*ENTRIES PROVIDED*
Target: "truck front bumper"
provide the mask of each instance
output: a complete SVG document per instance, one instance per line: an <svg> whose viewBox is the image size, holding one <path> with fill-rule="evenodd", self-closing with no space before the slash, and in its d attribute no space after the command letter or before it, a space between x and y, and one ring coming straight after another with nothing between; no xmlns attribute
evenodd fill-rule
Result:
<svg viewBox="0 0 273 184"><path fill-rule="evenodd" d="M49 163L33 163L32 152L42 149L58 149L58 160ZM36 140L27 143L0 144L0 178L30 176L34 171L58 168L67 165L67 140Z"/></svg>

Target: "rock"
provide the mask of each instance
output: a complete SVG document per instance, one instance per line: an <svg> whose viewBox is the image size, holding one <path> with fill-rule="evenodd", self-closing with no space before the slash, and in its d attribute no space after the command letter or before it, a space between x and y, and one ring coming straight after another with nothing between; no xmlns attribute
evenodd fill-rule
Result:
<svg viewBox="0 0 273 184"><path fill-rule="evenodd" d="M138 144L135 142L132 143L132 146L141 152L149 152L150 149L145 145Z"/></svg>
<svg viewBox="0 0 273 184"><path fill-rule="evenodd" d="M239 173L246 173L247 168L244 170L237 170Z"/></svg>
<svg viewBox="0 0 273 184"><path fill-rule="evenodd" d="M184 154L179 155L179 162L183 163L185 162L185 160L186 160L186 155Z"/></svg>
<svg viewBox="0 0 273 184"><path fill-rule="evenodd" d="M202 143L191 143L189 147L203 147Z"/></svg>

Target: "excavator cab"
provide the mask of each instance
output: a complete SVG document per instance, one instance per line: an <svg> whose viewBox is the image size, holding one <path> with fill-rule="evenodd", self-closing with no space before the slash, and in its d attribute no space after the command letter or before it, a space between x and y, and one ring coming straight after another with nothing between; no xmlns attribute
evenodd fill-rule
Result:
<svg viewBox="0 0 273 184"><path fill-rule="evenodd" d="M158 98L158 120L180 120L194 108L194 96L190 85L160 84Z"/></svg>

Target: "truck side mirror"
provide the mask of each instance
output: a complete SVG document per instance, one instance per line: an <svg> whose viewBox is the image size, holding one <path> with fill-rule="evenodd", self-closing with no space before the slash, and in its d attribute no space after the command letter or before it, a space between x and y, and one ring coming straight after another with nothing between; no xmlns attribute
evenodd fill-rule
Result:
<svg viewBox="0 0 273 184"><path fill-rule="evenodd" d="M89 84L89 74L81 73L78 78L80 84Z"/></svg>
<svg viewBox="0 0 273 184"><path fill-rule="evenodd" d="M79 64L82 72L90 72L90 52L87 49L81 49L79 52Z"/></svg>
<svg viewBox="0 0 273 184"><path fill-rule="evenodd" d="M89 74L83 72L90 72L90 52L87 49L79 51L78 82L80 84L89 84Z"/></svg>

*PROMPT*
Put the lines above into a Markdown table with two columns, "Row" for the row number and "Line" for the line itself. Leave out the blank lines.

*SOLUTION FOR THIS EXERCISE*
| Row | Line |
|---|---|
| 1 | Target: "truck front bumper" |
| 2 | provide the mask of each instance |
| 3 | output: a complete SVG document per instance, one instance per line: an <svg> whose viewBox is the image size, holding one <path> with fill-rule="evenodd", self-closing with no space before the slash, and in its d attribute no space after the command letter or before it, a space between x and y, and one ring coming straight after another with nothing between; no xmlns attribute |
| 4 | evenodd fill-rule |
| 5 | Result: |
| 6 | <svg viewBox="0 0 273 184"><path fill-rule="evenodd" d="M49 163L33 163L32 152L42 149L58 149L58 160ZM36 140L27 143L0 144L0 178L30 176L34 171L58 168L67 165L67 140Z"/></svg> |
| 7 | Target: "rock" |
| 8 | provide the mask of each instance |
| 9 | output: a complete SVG document per instance, one instance per line: an <svg> whose viewBox is the image size, holding one <path> with fill-rule="evenodd", self-closing with no space before the slash, and in its d attribute no space after the command letter or before it, a space between x and y, and one ring coming straight after another with nothing between; no xmlns attribute |
| 10 | evenodd fill-rule |
| 11 | Result: |
| 12 | <svg viewBox="0 0 273 184"><path fill-rule="evenodd" d="M138 144L135 142L132 143L132 146L141 152L149 152L150 149L145 145Z"/></svg> |
| 13 | <svg viewBox="0 0 273 184"><path fill-rule="evenodd" d="M239 173L246 173L247 168L244 170L237 170Z"/></svg> |
| 14 | <svg viewBox="0 0 273 184"><path fill-rule="evenodd" d="M184 154L179 155L179 162L183 163L185 162L185 160L186 160L186 155Z"/></svg> |
| 15 | <svg viewBox="0 0 273 184"><path fill-rule="evenodd" d="M202 143L191 143L189 147L203 147Z"/></svg> |
| 16 | Target: "excavator cab" |
| 17 | provide the mask of each instance |
| 18 | output: a complete SVG document per instance, one instance per line: an <svg> whose viewBox is the image size, holding one <path> with fill-rule="evenodd", self-closing with no space before the slash, and in its d attribute no space after the command letter or before it, a space between x and y, and one ring coming straight after another with nothing between; no xmlns attribute |
| 19 | evenodd fill-rule |
| 20 | Result: |
| 21 | <svg viewBox="0 0 273 184"><path fill-rule="evenodd" d="M158 98L158 120L180 120L194 108L194 96L190 85L160 84Z"/></svg> |
| 22 | Target: "truck side mirror" |
| 23 | provide the mask of each instance |
| 24 | output: a complete SVG document per instance, one instance per line: an <svg> whose viewBox is the image size, holding one <path> with fill-rule="evenodd", self-closing with no space before the slash, and in its d attribute no space after the command letter or before it, a space between x and y, and one ring coming straight after another with nothing between; no xmlns attribute |
| 25 | evenodd fill-rule |
| 26 | Result: |
| 27 | <svg viewBox="0 0 273 184"><path fill-rule="evenodd" d="M89 84L89 74L81 73L78 78L80 84Z"/></svg> |
| 28 | <svg viewBox="0 0 273 184"><path fill-rule="evenodd" d="M79 64L82 72L90 72L90 52L87 49L81 49L79 52Z"/></svg> |
| 29 | <svg viewBox="0 0 273 184"><path fill-rule="evenodd" d="M89 74L83 72L90 72L90 52L87 49L79 51L78 82L80 84L89 84Z"/></svg> |